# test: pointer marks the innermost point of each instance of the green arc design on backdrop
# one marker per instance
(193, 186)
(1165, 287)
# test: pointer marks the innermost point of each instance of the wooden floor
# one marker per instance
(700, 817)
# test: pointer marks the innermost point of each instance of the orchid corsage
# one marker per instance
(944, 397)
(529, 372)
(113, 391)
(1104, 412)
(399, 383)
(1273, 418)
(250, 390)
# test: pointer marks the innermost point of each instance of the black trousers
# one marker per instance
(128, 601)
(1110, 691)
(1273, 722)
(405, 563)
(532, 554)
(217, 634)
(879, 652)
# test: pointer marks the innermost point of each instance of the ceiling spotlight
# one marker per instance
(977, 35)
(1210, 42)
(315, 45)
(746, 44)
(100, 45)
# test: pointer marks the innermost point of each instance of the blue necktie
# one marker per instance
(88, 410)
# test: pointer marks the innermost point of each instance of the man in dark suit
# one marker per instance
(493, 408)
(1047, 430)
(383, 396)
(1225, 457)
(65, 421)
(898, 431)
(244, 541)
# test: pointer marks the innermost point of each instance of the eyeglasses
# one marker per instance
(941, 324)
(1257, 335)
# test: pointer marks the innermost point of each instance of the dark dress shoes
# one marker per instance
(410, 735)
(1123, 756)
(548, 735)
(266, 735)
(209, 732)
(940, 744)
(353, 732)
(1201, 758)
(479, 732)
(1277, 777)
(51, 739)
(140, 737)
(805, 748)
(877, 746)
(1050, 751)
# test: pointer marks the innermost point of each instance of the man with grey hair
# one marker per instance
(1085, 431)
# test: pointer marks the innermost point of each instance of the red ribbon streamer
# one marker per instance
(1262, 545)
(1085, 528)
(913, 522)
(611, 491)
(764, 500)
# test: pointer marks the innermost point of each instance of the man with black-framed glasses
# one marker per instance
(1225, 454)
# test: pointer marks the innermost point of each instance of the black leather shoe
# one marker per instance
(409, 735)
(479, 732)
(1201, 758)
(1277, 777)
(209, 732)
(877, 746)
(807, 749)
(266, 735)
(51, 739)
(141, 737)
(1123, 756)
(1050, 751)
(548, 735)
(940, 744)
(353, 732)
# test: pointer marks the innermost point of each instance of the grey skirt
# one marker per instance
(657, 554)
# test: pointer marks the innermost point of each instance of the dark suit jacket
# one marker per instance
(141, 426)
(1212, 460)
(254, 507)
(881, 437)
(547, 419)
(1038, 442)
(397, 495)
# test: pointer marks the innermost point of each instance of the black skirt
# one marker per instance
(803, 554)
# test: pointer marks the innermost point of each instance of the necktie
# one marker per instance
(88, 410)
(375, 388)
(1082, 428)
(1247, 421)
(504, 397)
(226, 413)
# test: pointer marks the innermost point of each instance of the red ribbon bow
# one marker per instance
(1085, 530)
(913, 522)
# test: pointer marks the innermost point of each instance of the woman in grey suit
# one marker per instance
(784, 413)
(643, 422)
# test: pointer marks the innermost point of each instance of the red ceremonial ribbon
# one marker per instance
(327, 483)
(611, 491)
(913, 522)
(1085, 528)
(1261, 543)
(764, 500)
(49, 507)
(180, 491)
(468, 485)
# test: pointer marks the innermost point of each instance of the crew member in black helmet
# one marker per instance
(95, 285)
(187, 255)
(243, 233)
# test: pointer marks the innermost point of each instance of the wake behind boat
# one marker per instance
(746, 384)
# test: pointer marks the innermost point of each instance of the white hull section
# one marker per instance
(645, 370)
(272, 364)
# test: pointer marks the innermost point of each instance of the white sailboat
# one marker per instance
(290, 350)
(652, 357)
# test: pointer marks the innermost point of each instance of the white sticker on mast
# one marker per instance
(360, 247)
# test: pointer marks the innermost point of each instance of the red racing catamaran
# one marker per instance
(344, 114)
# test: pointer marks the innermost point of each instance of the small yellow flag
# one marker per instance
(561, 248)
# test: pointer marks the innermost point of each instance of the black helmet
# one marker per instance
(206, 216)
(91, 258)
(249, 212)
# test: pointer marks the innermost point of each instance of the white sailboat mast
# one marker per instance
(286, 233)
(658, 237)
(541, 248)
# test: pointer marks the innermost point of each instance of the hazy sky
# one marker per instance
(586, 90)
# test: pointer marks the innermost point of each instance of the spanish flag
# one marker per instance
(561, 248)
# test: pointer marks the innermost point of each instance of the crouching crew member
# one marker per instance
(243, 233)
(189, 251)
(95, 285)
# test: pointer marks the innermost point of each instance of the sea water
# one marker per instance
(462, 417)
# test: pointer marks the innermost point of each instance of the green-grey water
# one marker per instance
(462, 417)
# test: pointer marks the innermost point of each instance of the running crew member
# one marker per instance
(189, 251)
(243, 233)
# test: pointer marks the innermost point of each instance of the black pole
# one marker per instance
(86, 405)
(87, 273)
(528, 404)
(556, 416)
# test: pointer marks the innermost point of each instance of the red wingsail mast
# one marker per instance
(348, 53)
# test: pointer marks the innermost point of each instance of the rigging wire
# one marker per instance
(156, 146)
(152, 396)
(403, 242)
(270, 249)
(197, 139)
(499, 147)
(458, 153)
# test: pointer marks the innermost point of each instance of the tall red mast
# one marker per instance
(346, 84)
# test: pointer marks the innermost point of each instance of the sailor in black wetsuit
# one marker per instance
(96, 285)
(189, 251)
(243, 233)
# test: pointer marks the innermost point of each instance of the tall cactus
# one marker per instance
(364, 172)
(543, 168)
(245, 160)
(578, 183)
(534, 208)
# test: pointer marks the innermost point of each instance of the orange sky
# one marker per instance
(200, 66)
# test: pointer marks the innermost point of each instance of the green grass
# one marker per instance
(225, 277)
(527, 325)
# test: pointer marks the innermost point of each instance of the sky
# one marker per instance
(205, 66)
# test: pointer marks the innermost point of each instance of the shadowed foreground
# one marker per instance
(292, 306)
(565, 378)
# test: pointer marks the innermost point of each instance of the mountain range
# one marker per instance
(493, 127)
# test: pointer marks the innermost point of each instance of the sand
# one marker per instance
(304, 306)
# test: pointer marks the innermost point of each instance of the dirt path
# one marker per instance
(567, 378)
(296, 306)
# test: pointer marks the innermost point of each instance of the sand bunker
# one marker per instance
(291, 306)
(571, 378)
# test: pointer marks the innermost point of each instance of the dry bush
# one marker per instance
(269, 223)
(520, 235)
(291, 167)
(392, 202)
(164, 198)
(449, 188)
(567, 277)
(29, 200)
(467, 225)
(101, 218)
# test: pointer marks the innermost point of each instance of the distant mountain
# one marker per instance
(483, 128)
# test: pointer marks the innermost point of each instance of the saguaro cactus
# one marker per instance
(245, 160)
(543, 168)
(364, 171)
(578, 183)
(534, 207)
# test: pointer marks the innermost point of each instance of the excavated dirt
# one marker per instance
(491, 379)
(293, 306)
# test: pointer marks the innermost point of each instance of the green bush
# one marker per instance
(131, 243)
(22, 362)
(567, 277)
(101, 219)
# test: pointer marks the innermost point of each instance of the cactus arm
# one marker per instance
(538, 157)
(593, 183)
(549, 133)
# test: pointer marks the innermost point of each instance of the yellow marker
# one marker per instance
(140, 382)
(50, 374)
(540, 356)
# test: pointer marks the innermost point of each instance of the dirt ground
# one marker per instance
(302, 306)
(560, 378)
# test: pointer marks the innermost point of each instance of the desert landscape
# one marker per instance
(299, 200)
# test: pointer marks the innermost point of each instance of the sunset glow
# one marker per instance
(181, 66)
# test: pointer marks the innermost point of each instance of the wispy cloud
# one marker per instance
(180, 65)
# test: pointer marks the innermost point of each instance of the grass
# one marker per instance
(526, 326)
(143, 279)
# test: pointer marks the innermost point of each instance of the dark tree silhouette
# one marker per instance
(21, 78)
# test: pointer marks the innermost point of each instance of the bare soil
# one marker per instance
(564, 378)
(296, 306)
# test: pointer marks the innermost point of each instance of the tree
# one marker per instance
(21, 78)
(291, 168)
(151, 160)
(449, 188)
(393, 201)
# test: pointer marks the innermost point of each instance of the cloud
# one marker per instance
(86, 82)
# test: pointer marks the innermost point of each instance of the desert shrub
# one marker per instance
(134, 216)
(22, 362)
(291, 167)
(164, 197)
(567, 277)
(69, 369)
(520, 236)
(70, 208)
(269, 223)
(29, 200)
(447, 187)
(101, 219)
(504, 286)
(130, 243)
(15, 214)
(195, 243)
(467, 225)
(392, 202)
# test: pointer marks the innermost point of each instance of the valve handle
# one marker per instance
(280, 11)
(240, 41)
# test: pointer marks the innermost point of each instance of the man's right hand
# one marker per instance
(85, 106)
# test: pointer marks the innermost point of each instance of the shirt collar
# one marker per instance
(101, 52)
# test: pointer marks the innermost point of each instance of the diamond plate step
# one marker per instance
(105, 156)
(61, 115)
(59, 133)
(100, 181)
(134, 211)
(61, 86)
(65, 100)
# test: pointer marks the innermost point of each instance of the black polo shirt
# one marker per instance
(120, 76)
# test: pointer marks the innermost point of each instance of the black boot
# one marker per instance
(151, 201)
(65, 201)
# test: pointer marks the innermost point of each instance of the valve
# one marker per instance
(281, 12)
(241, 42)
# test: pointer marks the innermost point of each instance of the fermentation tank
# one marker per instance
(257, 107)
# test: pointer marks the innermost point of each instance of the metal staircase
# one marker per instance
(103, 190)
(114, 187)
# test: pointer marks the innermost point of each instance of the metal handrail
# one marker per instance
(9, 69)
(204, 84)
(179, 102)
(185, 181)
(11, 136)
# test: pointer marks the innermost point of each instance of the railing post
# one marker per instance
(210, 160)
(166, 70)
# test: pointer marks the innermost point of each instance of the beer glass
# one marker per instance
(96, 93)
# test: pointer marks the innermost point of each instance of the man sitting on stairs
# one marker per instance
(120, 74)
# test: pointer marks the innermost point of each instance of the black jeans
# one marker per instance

Request:
Only the lines from the one containing "the black boot" to the end of the data should be printed, exactly as they stand.

Finished exercise:
# test: pointer marks the innermost point of each instance of the black boot
# one marker per instance
(151, 201)
(65, 201)
# test: pointer marks the innermost point of each instance of the valve
# one marker per instance
(281, 12)
(241, 42)
# test: pointer marks the innermost point of each instance of the fermentation tank
# one marker per instance
(257, 107)
# test: pointer marks the innermost point of each instance of the metal staircase
# one marker per instance
(103, 190)
(114, 187)
# test: pointer marks the innermost point of each instance of the metal handrail
# one marker per instance
(9, 69)
(204, 84)
(179, 102)
(185, 181)
(11, 136)
# test: pointer marks the innermost point of each instance of the railing post
# one marker per instance
(210, 160)
(166, 70)
# test: pointer marks the innermost point of each instance of the beer glass
# one marker per instance
(96, 93)
# test: pointer marks the innermost point of each instance of the man sitting on stairs
# one marker per instance
(120, 74)
# test: pointer marks the innermost point of each instance of the black jeans
# one marker per instance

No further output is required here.